ALEXANDRIA, Va. (Reuters) - An accountant for U.S. President Donald Trump's one-time campaign chairman Paul Manafort admitted in trial testimony on Friday that she helped backdate documents and falsify financial records at Manafort and his business partner's request to reduce his tax burden and help him qualify for loans.

 

Cynthia Laporta, who prepared Manafort's tax returns starting in 2014, told a jury in federal court in Alexandria, Virginia, that she was testifying under an immunity agreement with the government to avoid being prosecuted as Manafort was charged with bank fraud and tax fraud.

 

One member of the jury nodded in apparent agreement when U.S. District Judge T.S. Ellis cut off the prosecution's questioning to ask her if she was afraid of being prosecuted herself.

 

"Correct," answered Laporta, explaining that she went along with accounting manoeuvres suggested by Manafort and his longtime business associate Rick Gates because she did not want to create problems for her firm or lose a top client.

 

"I very much regret it," Laporta said on the trial's fourth day as prosecutors build their case that Manafort hid tens of millions of dollars he earned working for pro-Russian politicians in Ukraine to evade taxes.

 

Laporta, the 14th witness to testify for the prosecution, was the most damaging yet for Manafort in the first trial arising from Special Counsel Robert Mueller's probe of Russian meddling in the 2016 U.S. election.

 

Manafort has pleaded not guilty to 18 counts of bank and tax fraud and failing to disclose foreign bank accounts, charges that largely pre-date the five months Manafort worked for Trump, some of them as campaign chairman.

 

Once the jury had been dismissed for the day, Ellis gave defence lawyers a green light for detailed cross examination of Laporta on Monday. "You are not limited in your cross examination of her," Ellis said.

 

Both Laporta and fellow accountant Philip Ayliff, her predecessor who handled Manafort's tax filings at the firm KWC, testified that they had no knowledge that Manafort controlled foreign bank accounts. The government has provided trial evidence of Manafort controlling a web of overseas accounts in Cyprus and elsewhere. Such accounts must be reported to tax authorities if they contain $10,000 or more.

 

Laporta also detailed multiple examples in which Manafort and Gates sought to doctor financial records. One instance involved classifying revenue from a Cyprus-based company as a loan to lower his taxable income, Laporta testified.

 

"It’s hard-hitting testimony that creates an uphill battle for the defence, but that’s what cross examination is for," said Andrew Boutros, a former federal prosecutor who is now a white collar defence lawyer. "I don’t know if there is enough to convict him right now, but they’re laying the groundwork for it."

 

A conviction would give momentum to Mueller's probe, in which 32 people and three companies have been indicted or pleaded guilty. Trump, angered by any questions about the legitimacy of his election win, has called Mueller's investigation a witch hunt and wants it to be shut down.

_WHAT YOU WILL DO_:
1) According to the Manafort trial report, under what kind of arrangement was Cynthia Laporta testifying?
2) Resume the Manafort trial report from the point at which it stops.
The listing below is separate material, unrelated to the Manafort trial report.

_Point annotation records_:

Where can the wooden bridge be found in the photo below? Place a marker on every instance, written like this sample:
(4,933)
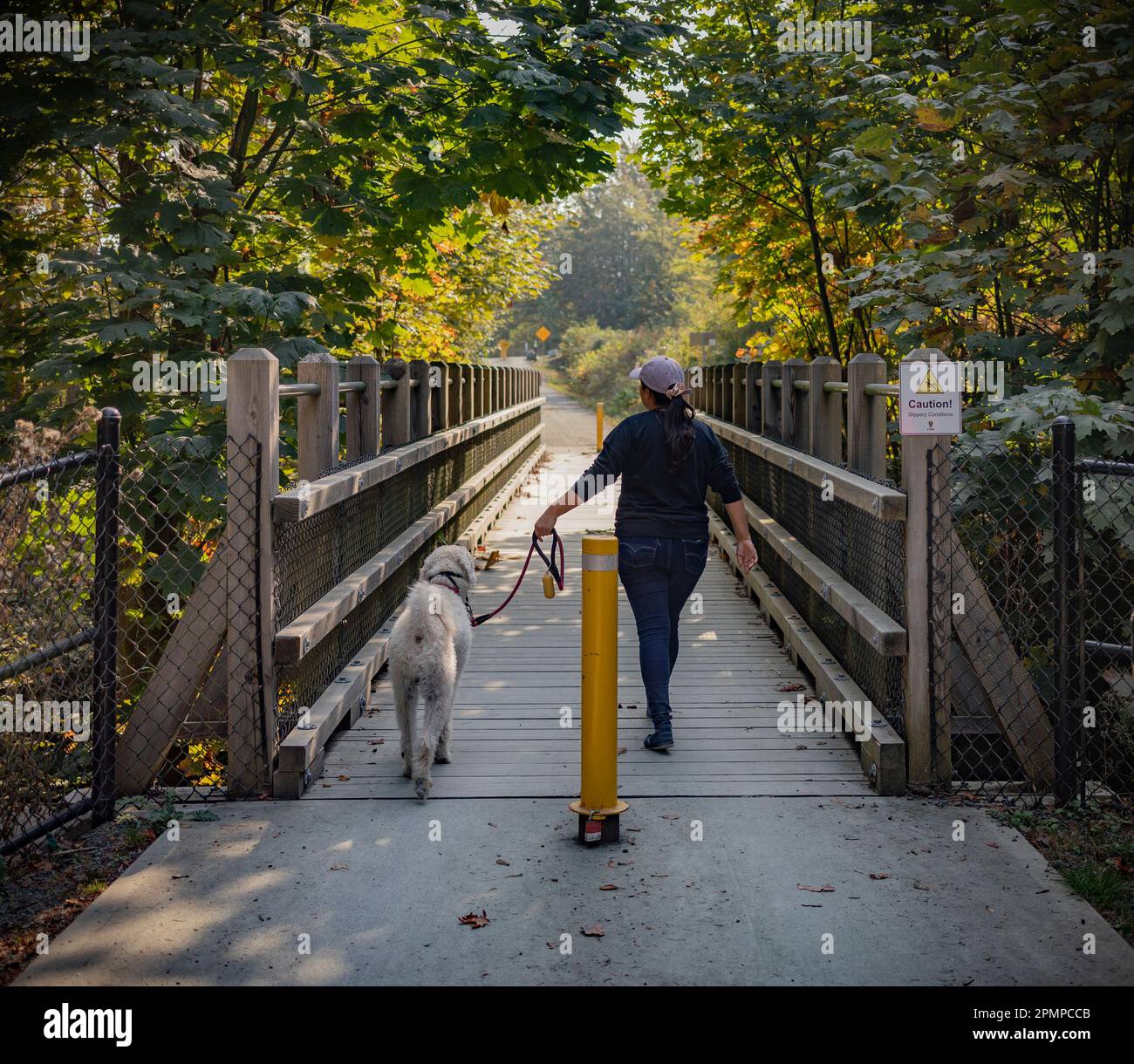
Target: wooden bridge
(509,738)
(284,642)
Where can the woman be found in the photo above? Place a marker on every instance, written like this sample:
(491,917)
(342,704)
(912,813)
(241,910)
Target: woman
(667,460)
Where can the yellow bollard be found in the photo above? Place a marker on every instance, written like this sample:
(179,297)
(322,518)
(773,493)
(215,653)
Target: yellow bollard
(598,807)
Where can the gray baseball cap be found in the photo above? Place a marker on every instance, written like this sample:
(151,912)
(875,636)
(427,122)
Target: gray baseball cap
(661,374)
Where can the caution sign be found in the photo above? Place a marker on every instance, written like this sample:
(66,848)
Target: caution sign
(929,399)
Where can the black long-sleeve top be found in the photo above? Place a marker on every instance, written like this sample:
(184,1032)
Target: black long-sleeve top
(654,501)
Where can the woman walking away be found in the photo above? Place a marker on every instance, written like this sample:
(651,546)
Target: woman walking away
(667,460)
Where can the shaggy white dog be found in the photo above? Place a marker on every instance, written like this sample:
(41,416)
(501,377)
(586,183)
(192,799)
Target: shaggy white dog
(427,650)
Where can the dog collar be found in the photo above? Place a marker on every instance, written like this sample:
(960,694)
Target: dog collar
(453,577)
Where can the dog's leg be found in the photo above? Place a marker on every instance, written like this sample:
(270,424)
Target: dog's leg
(443,755)
(437,697)
(405,704)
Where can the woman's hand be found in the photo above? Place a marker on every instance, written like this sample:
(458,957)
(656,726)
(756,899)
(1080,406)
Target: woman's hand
(545,523)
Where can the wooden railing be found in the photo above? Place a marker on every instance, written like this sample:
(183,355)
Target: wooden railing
(390,423)
(827,426)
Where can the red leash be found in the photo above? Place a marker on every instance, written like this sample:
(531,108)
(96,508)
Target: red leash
(556,572)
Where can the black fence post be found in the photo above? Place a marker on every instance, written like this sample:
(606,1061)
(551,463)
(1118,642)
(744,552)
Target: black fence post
(1064,502)
(103,734)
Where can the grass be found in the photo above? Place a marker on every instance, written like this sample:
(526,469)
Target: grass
(1093,849)
(44,889)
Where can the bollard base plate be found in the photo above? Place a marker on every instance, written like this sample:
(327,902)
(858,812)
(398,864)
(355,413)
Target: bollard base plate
(608,829)
(598,825)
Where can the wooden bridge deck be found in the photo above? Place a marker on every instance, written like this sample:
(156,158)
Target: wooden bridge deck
(507,740)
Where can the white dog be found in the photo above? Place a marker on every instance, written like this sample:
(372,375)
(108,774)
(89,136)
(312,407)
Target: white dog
(427,650)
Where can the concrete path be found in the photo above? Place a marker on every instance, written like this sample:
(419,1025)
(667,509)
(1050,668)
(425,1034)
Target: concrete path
(566,423)
(812,890)
(379,887)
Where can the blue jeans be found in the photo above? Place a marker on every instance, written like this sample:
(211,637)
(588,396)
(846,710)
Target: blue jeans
(659,574)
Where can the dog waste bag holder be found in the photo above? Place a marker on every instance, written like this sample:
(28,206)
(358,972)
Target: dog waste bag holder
(598,806)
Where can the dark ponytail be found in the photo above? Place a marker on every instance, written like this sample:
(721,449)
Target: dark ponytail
(677,423)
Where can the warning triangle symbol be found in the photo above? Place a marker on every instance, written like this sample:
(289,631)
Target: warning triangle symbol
(930,385)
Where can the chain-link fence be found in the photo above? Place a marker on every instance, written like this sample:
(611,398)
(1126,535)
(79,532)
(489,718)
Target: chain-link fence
(1038,697)
(113,675)
(177,582)
(57,622)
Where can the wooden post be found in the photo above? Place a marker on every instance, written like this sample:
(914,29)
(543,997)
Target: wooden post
(922,472)
(253,425)
(737,414)
(794,406)
(419,399)
(771,407)
(824,411)
(364,407)
(396,404)
(483,392)
(468,392)
(318,415)
(438,396)
(865,415)
(726,392)
(752,397)
(456,391)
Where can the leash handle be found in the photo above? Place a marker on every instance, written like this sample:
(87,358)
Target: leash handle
(556,570)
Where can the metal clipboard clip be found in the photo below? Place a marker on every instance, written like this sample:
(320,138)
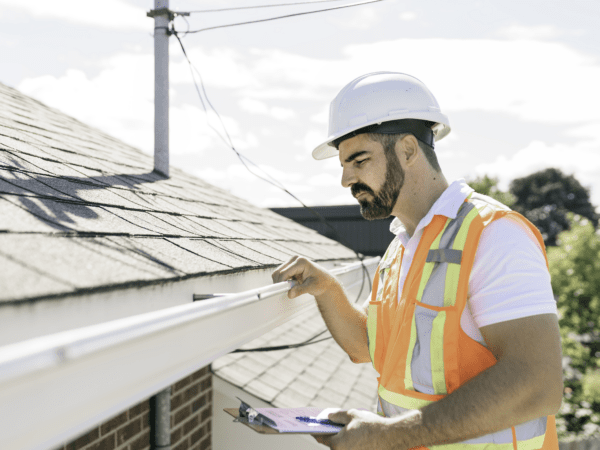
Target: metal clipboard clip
(250,415)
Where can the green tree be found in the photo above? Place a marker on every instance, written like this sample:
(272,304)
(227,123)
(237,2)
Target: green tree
(489,186)
(574,265)
(545,198)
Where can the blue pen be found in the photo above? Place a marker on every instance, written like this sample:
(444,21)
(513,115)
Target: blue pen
(319,421)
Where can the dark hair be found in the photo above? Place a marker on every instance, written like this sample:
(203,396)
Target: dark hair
(388,141)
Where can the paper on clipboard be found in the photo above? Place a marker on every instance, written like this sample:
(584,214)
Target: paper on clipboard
(286,421)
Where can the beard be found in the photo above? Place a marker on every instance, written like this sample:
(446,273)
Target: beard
(382,204)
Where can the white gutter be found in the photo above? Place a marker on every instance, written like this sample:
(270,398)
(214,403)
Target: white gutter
(55,387)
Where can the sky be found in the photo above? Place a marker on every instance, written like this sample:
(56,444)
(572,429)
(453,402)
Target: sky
(518,80)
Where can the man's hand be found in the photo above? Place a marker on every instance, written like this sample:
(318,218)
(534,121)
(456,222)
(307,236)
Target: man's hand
(311,278)
(363,431)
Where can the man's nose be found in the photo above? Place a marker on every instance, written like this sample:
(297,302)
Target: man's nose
(348,177)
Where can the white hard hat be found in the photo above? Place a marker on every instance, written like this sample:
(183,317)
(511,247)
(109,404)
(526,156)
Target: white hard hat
(380,97)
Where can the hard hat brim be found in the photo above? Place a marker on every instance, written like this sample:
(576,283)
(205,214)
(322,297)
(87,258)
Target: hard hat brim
(325,150)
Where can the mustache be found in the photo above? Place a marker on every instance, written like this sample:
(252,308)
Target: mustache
(357,188)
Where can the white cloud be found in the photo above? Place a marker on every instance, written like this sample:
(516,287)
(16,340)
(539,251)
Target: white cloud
(520,78)
(310,140)
(220,67)
(106,14)
(324,180)
(322,117)
(258,107)
(119,100)
(408,16)
(582,160)
(545,82)
(361,19)
(538,32)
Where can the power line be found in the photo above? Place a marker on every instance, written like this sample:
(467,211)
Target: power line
(262,6)
(283,17)
(275,183)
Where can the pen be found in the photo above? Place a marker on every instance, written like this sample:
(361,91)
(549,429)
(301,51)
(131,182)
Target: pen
(319,421)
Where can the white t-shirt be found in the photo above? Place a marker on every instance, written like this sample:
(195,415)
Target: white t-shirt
(509,279)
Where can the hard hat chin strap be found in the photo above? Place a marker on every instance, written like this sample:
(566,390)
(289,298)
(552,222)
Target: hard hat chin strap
(420,129)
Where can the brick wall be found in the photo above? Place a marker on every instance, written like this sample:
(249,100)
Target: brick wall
(191,414)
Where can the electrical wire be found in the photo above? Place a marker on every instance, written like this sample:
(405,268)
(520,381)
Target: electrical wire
(263,6)
(229,143)
(283,17)
(309,341)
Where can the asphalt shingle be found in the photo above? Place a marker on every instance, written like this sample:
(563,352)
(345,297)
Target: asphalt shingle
(81,210)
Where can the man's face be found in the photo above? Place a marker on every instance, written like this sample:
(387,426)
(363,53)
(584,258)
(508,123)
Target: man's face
(374,176)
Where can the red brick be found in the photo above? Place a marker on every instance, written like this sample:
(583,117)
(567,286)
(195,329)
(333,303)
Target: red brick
(182,383)
(128,431)
(191,392)
(197,435)
(199,403)
(83,440)
(139,409)
(190,425)
(200,373)
(183,445)
(180,416)
(106,443)
(205,444)
(114,423)
(141,443)
(146,421)
(176,435)
(206,413)
(176,401)
(206,384)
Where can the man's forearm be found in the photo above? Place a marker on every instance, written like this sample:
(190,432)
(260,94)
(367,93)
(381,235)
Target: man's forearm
(347,324)
(499,398)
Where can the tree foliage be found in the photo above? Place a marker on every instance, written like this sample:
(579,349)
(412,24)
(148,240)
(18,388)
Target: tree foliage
(574,267)
(545,198)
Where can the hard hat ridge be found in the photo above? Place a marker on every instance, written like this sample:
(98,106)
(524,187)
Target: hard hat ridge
(370,102)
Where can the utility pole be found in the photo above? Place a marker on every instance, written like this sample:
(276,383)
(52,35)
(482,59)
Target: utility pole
(162,17)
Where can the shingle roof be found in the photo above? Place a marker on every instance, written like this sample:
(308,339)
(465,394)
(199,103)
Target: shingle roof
(319,374)
(81,211)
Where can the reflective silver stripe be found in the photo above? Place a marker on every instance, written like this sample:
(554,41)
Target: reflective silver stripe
(421,357)
(433,294)
(446,255)
(453,228)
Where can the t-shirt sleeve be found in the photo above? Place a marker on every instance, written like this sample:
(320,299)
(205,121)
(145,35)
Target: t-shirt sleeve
(509,279)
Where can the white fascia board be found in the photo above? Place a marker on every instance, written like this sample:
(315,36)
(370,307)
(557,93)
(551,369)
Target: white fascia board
(29,319)
(53,388)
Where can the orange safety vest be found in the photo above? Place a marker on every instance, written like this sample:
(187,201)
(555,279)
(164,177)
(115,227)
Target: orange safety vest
(416,343)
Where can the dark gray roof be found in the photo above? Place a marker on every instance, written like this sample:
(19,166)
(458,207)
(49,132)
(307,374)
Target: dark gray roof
(82,211)
(319,374)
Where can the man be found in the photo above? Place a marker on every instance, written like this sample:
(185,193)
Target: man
(461,324)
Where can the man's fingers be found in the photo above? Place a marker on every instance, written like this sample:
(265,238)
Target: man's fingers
(295,270)
(341,417)
(324,439)
(301,288)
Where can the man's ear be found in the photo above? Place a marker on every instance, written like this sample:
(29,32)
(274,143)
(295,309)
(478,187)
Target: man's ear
(407,149)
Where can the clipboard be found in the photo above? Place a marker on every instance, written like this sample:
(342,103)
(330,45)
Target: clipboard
(264,425)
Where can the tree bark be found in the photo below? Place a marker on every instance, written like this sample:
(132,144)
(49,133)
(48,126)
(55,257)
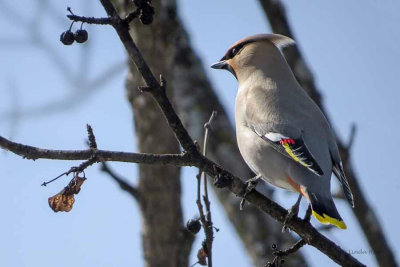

_RESULTS OF THE EXERCISE_:
1) She was testifying under an immunity agreement with the government.

2)
TARGETING GATES

 

After spending the first two days of the trial laying out Manafort's lavish spending, the prosecution is now digging into how he accounted for the more than $60 million he made in Ukraine and his efforts to allegedly mislead banks to get loans once the income from Ukraine dropped off precipitously in 2014.

 

Manafort's attorneys have signalled they will seek to blame Gates, who was Trump's deputy campaign chairman in 2016. Gates pleaded guilty in February and is expected to testify against Manafort, possibly next week.

 

Prosecutor Uzo Asonye focused some of his questioning on money transfers from a Cyprus-based company called Telmar Investments Ltd, which records showed had paid Manafort's firm more than $5 million for consulting work.

 

That income posed a problem for Manafort when it came time to prepare his business tax returns in September 2015, Laporta testified. She said Gates told her in a conference call the income level "was too high" and proposed reclassifying a portion of it as a loan.

 

Laporta said she knew it was "inappropriate" but agreed to alter the records to show that Manafort’s firm received a $900,000 loan from Telmar in 2014, a change that would save Manafort nearly a half million dollars in taxes, Laporta said.

 

Manafort signed an agreement to account for that loan that was backdated, according to Laporta and an exhibit shown to the jury.

 

Trial consultant Roy Futterman, who is following the trial but not involved in it, said, "The prosecution is doing a very good job of keeping a brisk pace, putting witnesses on for short direct examinations, keeping it lively and keeping very tight messages for each witness."

 

Manafort's attorneys do not seem to have scored a lot of points on cross-examination, Futterman said, but added that the witnesses who have testified so far are not "the main targets."

 

Earlier on Friday prosecutors asked Ayliff about Manafort's accounting of a $1.5 million transfer in 2012 from Peranova Holdings Ltd as a loan, even as records showed that no interest or principal was paid on it in subsequent years. Peranova is one of numerous Cypriot entities that prosecutors have said Manafort controlled.

 

Ayliff testified that KWC did not know Manafort controlled Peranova, and that if the transfer was a payment related to his consulting work in Ukraine it would have been treated as income - not as a loan - on his tax returns.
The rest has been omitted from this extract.